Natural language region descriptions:
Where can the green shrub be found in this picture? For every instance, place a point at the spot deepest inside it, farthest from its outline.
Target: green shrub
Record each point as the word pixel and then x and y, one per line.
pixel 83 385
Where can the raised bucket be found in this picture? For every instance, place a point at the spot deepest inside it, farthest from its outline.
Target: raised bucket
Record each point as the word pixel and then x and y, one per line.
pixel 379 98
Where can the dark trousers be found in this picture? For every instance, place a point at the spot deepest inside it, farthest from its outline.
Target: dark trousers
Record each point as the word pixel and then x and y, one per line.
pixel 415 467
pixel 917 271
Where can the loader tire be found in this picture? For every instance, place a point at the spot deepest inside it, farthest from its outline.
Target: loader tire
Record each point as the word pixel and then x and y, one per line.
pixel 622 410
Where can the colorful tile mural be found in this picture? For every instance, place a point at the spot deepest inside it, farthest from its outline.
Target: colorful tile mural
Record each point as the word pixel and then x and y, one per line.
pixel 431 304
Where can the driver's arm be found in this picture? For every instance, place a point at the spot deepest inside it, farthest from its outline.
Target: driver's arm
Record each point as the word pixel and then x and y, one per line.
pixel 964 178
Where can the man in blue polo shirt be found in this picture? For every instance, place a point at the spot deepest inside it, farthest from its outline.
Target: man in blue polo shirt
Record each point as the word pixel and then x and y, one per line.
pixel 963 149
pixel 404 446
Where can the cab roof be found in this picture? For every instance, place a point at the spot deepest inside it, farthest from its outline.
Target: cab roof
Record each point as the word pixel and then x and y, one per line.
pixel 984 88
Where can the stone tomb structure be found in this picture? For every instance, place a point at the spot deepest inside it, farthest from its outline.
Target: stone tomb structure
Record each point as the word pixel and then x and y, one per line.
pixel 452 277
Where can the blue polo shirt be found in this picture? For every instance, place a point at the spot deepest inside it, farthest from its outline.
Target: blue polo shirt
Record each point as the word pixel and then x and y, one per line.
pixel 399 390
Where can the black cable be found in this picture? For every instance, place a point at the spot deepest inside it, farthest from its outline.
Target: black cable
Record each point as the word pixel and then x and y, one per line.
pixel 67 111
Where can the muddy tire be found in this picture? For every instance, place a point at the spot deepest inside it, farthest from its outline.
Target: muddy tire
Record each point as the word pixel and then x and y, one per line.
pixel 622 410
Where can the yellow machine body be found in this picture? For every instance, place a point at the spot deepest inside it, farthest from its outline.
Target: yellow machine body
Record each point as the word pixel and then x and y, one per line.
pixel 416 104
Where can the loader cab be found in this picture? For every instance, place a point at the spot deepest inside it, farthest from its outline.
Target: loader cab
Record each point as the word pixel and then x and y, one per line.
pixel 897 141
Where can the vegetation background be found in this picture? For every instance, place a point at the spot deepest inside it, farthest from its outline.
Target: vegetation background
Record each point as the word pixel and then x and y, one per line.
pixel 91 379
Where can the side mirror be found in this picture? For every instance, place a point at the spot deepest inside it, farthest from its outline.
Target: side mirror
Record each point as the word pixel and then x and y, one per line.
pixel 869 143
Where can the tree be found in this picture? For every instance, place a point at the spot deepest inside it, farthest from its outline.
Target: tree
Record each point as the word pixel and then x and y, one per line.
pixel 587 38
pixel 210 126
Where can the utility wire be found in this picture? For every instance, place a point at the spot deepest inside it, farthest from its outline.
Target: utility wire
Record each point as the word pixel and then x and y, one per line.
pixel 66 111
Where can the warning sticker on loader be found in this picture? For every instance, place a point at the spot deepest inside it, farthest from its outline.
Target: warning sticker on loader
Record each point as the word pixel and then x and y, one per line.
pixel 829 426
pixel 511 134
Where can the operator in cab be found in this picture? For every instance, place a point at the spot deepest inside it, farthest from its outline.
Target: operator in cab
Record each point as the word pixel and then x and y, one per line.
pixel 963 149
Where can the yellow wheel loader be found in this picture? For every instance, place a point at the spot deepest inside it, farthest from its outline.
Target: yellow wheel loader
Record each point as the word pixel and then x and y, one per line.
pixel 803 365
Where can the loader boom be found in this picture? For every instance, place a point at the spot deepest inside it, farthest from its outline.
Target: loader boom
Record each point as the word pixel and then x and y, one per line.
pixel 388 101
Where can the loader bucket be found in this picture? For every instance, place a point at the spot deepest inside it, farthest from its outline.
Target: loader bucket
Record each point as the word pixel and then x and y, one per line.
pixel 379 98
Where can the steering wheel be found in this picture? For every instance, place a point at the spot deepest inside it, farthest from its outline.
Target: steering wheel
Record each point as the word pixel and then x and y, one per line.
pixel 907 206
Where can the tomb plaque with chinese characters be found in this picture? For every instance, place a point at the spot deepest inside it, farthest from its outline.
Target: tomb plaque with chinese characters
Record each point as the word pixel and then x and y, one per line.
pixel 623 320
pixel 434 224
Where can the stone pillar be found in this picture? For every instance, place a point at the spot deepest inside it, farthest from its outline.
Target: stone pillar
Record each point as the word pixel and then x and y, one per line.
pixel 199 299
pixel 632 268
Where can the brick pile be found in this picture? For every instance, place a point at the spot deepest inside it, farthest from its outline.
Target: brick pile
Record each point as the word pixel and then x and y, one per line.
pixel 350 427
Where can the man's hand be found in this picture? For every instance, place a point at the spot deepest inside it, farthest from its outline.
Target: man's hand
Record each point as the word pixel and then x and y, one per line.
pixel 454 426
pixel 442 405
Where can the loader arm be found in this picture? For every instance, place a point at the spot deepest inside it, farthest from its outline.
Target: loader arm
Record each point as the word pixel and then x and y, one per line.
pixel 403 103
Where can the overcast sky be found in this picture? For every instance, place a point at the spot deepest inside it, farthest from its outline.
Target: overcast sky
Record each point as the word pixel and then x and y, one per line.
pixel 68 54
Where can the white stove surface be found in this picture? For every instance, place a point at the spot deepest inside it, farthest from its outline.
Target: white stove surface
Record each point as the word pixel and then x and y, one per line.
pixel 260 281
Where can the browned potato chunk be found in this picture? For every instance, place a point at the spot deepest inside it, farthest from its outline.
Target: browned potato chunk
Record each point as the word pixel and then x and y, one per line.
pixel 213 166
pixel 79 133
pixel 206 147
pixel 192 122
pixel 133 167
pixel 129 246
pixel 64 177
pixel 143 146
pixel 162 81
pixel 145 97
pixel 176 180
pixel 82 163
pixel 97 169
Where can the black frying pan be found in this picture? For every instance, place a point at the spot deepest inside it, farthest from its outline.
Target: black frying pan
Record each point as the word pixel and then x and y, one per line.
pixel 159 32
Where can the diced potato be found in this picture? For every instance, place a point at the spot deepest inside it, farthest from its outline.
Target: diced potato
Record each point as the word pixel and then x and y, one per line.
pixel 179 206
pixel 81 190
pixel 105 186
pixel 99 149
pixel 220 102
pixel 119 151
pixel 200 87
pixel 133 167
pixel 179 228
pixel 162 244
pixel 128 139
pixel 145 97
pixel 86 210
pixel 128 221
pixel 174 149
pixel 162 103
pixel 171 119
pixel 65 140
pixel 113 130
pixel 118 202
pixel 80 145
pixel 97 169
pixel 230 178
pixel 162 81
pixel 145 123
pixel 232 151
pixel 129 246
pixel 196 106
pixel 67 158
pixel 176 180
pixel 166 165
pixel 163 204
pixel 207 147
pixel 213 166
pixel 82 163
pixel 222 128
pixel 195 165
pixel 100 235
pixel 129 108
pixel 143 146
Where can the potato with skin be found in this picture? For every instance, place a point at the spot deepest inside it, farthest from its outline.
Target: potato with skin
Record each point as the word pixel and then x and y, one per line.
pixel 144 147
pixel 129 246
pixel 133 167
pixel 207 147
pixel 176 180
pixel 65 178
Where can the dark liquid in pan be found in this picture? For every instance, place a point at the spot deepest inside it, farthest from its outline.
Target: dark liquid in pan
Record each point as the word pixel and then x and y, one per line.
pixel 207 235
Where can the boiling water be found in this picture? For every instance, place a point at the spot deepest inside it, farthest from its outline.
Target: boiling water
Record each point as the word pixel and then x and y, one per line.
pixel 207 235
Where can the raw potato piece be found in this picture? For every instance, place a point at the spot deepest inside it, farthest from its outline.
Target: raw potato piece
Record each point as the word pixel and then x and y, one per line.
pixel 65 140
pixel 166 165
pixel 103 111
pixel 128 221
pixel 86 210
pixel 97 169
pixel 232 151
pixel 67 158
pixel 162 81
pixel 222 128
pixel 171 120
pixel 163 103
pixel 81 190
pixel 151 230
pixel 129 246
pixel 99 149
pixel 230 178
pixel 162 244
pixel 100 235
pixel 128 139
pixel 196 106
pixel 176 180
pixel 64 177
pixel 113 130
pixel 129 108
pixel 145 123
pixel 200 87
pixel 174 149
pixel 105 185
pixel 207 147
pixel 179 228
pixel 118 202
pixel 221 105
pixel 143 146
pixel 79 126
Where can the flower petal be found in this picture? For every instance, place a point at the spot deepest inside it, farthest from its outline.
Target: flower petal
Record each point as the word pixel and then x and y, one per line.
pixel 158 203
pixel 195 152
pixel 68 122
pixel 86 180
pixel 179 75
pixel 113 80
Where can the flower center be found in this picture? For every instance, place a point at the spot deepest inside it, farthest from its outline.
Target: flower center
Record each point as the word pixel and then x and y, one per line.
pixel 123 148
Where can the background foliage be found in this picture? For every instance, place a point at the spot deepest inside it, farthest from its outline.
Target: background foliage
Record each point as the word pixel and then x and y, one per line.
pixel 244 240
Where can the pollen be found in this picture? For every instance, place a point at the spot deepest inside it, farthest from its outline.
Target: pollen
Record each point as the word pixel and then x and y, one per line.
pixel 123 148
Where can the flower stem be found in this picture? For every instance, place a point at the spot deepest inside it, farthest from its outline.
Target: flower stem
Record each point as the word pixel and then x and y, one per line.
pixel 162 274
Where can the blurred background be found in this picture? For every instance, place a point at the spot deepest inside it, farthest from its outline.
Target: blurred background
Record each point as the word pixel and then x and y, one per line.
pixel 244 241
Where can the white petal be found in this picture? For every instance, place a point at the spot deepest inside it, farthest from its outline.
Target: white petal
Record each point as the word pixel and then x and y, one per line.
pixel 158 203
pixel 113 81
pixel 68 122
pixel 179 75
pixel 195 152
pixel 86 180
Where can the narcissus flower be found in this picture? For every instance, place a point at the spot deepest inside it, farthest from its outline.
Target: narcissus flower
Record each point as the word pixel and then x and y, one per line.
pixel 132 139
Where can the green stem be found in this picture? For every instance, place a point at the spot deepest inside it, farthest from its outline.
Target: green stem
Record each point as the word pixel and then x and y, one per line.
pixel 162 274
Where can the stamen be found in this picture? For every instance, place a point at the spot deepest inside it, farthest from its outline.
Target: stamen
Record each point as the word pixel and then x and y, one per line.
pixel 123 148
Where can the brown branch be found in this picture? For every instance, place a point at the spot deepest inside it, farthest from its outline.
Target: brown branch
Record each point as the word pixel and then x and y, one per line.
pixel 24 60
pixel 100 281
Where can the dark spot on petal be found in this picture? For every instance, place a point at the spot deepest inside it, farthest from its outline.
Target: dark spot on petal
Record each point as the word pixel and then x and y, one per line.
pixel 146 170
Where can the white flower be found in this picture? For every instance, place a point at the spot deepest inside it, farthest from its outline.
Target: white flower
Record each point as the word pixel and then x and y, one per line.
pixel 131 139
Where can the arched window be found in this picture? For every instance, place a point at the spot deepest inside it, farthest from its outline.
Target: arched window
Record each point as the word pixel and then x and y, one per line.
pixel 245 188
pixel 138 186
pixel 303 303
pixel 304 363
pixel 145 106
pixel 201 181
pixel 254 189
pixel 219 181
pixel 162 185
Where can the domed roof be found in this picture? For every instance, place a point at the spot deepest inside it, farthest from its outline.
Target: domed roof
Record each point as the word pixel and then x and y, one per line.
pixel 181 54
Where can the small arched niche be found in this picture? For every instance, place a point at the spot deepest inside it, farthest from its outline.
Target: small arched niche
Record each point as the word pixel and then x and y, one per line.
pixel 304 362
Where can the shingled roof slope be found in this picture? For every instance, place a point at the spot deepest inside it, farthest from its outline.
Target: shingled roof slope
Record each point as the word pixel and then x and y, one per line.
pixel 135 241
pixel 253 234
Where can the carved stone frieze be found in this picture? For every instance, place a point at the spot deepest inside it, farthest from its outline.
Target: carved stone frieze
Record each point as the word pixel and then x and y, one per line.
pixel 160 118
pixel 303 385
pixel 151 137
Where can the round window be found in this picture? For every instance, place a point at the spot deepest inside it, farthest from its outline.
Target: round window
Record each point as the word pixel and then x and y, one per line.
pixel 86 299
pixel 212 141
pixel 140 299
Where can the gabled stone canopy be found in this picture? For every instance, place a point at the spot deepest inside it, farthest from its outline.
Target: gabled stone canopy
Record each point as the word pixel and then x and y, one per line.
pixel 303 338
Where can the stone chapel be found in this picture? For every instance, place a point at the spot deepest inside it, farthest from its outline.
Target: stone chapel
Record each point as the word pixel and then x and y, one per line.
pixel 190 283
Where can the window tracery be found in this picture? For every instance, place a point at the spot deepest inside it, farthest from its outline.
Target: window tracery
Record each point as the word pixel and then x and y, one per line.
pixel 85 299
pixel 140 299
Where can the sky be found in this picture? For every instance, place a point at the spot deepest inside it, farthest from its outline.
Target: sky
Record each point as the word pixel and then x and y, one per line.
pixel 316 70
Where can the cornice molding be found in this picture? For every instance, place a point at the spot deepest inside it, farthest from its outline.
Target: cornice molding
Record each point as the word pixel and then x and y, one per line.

EXERCISE AIM: Nothing but the lines from the one holding "Where can the cornice" to the end of the entries should be returned, each exactly as it stands.

EXPECTED OUTPUT:
Where can the cornice molding be found in this picture? For every instance, place a point at the spot deepest inside it, farthest from its outline.
Target: cornice molding
Record each point as the word pixel and then x and y, one per line.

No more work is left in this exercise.